Task goal →
Pick out each line in the listing below that contains the word "marsh" and copy it. Only matches with the same upper- and lowercase letters count.

Provided records →
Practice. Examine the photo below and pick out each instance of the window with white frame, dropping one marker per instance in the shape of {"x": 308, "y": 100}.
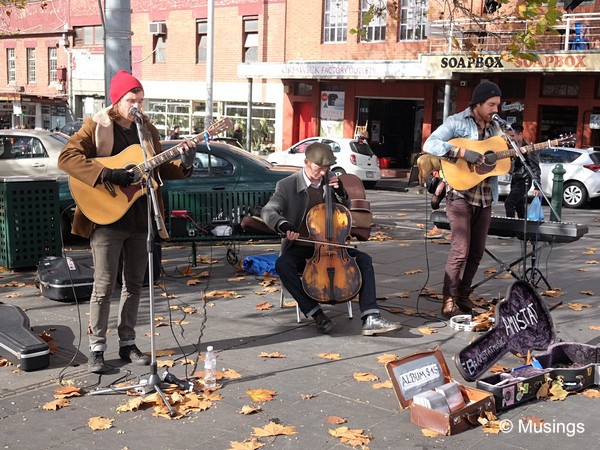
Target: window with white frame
---
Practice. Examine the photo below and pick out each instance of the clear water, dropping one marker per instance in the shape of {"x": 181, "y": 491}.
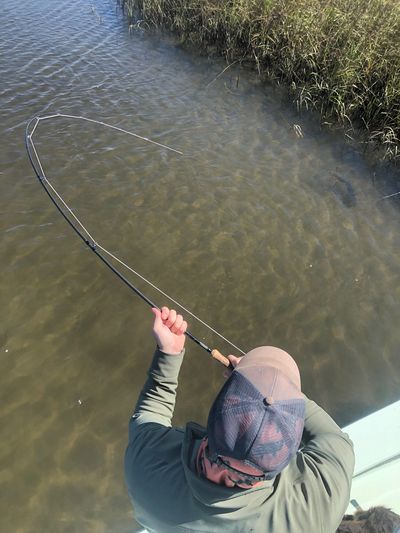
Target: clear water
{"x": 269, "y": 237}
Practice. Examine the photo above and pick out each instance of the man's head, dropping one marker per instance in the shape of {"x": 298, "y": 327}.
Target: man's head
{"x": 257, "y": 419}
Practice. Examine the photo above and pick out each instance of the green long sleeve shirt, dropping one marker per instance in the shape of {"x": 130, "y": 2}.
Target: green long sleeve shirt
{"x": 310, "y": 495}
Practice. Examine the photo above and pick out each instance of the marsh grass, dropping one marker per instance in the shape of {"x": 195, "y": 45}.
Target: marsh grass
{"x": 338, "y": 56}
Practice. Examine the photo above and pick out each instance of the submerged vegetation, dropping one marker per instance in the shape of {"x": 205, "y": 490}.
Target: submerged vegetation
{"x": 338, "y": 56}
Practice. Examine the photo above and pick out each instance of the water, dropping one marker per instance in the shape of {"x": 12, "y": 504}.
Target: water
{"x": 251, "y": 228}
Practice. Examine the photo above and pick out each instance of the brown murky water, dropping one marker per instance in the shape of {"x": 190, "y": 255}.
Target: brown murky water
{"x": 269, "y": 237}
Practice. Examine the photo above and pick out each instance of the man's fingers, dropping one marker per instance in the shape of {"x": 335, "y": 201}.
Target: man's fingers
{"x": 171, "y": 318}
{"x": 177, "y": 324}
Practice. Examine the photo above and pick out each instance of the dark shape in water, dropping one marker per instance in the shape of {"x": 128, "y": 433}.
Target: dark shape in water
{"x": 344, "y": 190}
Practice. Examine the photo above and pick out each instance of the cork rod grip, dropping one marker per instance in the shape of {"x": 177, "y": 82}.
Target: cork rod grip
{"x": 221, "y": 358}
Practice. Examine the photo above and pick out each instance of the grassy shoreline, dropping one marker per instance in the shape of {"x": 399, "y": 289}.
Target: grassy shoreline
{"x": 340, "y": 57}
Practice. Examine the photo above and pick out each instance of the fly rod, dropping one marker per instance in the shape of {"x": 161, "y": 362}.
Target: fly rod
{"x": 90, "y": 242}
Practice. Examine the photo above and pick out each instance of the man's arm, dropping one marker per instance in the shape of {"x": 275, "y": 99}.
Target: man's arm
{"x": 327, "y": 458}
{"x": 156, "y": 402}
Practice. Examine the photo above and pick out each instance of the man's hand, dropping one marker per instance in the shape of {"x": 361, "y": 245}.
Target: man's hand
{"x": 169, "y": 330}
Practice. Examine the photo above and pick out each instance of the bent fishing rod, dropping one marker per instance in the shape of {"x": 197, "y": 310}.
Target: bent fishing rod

Result of this task →
Practice. Examine the photo above and pick out each instance of the marsh grass, dropping one marker per instance in the shape of {"x": 195, "y": 45}.
Target: marsh grass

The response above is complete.